## Task requirements
A – In the article on film and TV production accounting, at which firm did Matthew Carter work for eight years?
B – Transcribe the article on film and TV production accounting from "Producers are well" up to and including "The Line Accounting.".

## Passage shown

At a glance
- The film and TV sector in Australia is suffering a shortage of production accountants and tax agents.
- The explosion of streaming services has resulted in more, higher-quality and increasingly diverse productions.
- Despite the boom, financial challenges for producers continue, as streaming services typically demand full ownership rights.
Producers are well acquainted with risk. Their role equates to CEO of any film or TV production, and it comes with a high degree of uncertainty.
Financially speaking, there has always been immense risk in film and TV production in countries like Australia, says Matthew Carter, managing partner of Sydney-based Above The Line Accounting.

“You’re the first person on the project and you’re the last person off the project,” Carter says. “Many producers push their fees right to the end.”
“Often, producers make just enough money to pay the rent. They have to be very passionate about the project.”
Carter began considering film production during what he describes as his “early midlife crisis”.
“I’d done everything my parents expected me to do, including getting a degree and working at KPMG for eight years,” he says. “Then I took a year’s sabbatical to work out what I really wanted to do.”
Carter has a love of storytelling, so he took several film production courses, including a Master of Arts Screen: Producing at the Australian Film, Television and Radio School.
He worked at Screen New South Wales before branching out on his own.
“I spent a short time as a producer, and I just couldn’t see how I could make a living.”
He decided to combine his passion and skills by launching Above The Line Accounting, a firm that serves production companies.
Show me the money
When a film releases, says Carter, the bulk of ticket-sales revenue goes to exhibitors (the cinema chain, such as Hoyts) and distributors.

## Provided records
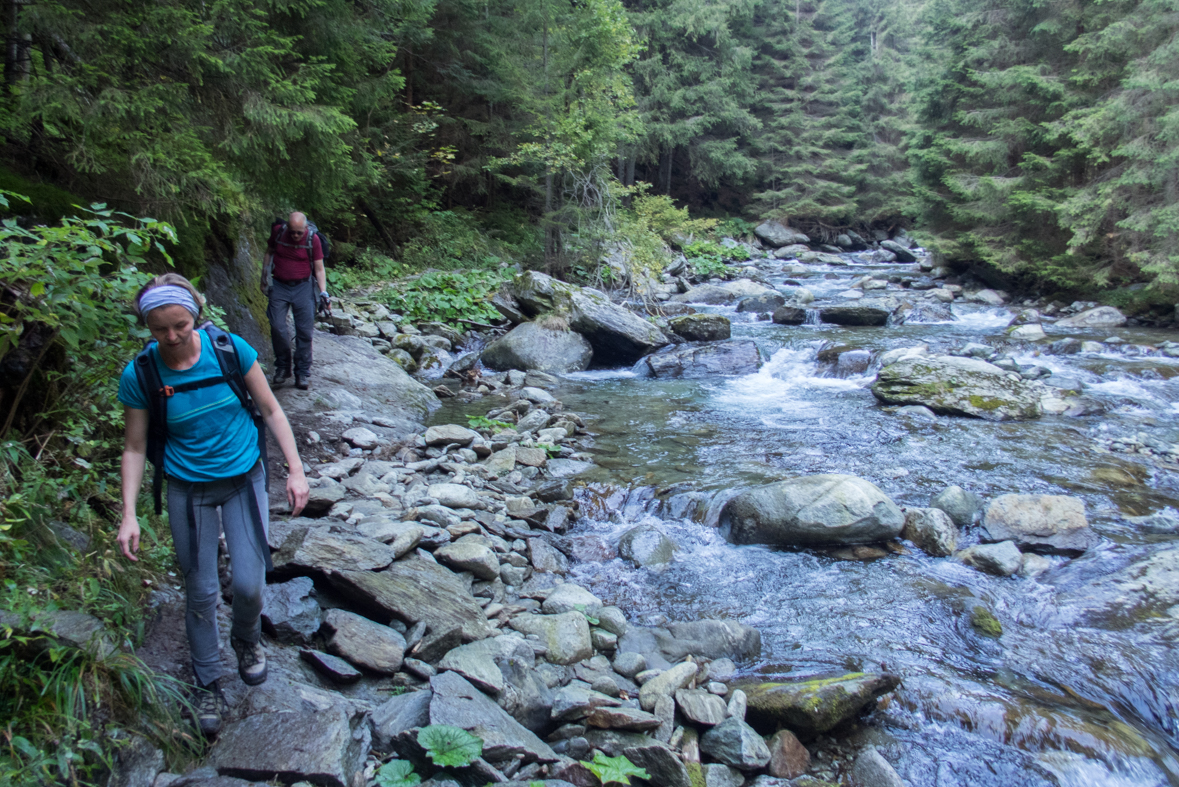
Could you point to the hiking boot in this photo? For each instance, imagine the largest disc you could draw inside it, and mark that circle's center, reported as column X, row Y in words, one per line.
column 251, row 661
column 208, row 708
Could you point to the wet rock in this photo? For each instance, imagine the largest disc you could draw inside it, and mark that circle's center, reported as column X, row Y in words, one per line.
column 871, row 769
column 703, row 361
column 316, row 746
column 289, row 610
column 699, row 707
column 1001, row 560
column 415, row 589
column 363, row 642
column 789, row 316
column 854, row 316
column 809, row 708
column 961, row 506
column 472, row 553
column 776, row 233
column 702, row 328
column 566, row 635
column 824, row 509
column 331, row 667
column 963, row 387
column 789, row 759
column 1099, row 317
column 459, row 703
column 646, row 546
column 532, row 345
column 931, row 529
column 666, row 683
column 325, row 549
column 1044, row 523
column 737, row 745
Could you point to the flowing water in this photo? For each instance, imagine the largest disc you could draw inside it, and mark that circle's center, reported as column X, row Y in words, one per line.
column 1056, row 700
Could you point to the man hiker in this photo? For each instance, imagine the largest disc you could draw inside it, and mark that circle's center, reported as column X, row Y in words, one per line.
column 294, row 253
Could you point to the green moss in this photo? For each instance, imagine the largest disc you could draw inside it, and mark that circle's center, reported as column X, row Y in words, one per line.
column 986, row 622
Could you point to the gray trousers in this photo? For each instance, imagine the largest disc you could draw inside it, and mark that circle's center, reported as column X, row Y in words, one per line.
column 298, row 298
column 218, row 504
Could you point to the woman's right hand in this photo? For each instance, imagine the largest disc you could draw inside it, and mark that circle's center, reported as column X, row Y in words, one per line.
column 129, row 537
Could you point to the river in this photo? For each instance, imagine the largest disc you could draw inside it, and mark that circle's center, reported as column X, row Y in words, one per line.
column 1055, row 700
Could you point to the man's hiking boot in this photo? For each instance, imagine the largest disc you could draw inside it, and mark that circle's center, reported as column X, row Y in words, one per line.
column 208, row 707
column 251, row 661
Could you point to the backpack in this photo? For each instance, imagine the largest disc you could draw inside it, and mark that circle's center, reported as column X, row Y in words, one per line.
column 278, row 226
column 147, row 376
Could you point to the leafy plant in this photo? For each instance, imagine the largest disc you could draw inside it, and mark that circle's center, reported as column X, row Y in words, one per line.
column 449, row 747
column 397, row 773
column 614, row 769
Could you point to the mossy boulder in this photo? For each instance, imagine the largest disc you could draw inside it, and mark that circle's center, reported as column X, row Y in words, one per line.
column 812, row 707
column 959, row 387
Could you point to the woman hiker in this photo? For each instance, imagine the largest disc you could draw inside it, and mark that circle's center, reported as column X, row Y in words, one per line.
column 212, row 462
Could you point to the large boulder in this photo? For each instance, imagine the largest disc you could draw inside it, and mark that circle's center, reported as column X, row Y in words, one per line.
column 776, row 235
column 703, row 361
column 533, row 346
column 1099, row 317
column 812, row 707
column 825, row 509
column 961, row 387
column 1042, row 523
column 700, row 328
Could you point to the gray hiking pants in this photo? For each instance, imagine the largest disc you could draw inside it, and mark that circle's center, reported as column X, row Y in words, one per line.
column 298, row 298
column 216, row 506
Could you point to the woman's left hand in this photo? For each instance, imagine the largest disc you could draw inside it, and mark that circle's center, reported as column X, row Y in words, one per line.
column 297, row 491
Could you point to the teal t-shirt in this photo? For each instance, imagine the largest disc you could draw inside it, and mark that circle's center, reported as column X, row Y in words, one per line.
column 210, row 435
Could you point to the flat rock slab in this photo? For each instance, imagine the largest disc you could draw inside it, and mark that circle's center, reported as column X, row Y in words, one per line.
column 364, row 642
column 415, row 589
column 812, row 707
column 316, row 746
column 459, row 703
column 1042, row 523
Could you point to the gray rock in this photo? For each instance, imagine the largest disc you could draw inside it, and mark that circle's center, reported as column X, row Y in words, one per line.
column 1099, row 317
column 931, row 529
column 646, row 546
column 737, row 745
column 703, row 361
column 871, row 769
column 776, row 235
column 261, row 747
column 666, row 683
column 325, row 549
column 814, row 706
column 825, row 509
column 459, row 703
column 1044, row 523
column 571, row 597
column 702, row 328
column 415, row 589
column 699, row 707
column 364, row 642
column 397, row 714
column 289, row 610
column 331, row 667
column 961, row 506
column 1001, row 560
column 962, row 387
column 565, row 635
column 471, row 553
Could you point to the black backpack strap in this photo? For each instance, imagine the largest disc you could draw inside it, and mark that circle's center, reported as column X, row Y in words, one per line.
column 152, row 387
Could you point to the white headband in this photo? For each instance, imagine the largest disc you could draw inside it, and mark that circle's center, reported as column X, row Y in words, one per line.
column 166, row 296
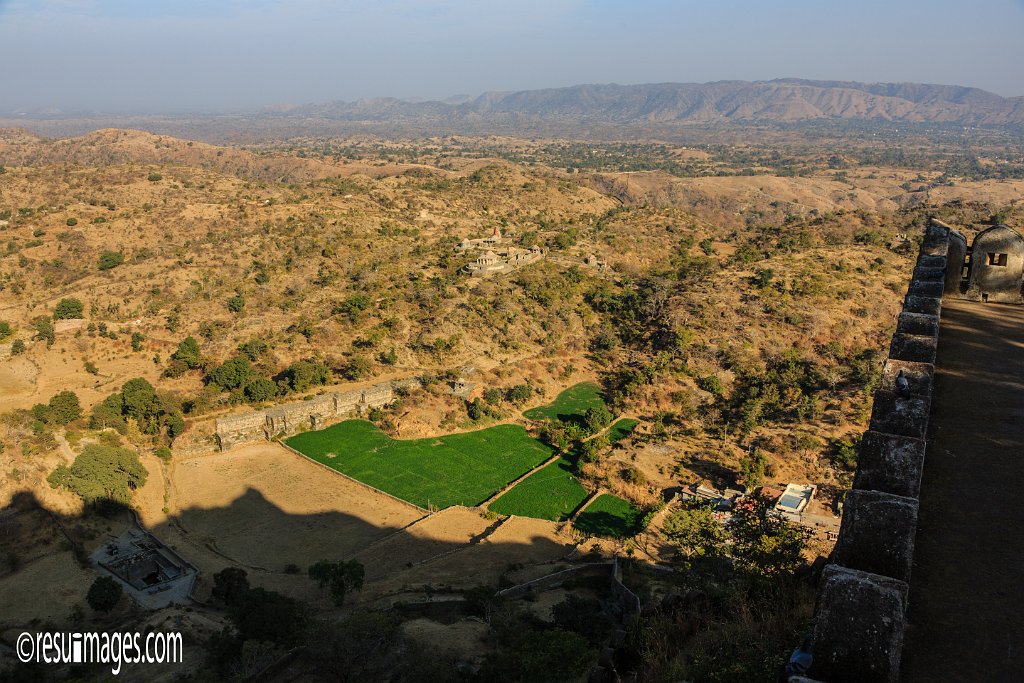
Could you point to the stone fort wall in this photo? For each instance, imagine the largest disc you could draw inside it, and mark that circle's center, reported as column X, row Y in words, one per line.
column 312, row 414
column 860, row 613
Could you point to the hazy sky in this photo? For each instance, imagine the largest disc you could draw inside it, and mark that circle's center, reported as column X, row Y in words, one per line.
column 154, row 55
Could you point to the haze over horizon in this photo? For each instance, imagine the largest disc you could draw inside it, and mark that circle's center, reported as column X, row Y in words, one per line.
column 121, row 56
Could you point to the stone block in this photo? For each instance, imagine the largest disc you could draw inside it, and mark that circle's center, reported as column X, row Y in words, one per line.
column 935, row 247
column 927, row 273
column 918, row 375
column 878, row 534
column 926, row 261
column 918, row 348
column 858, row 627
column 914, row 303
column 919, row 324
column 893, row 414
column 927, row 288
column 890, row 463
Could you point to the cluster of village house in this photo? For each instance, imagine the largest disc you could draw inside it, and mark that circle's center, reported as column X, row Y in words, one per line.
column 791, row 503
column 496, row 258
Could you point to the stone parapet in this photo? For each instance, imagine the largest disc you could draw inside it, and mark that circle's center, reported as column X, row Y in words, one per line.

## Answers in order
A – KPMG

B –
Producers are well acquainted with risk. Their role equates to CEO of any film or TV production, and it comes with a high degree of uncertainty.
Financially speaking, there has always been immense risk in film and TV production in countries like Australia, says Matthew Carter, managing partner of Sydney-based Above The Line Accounting.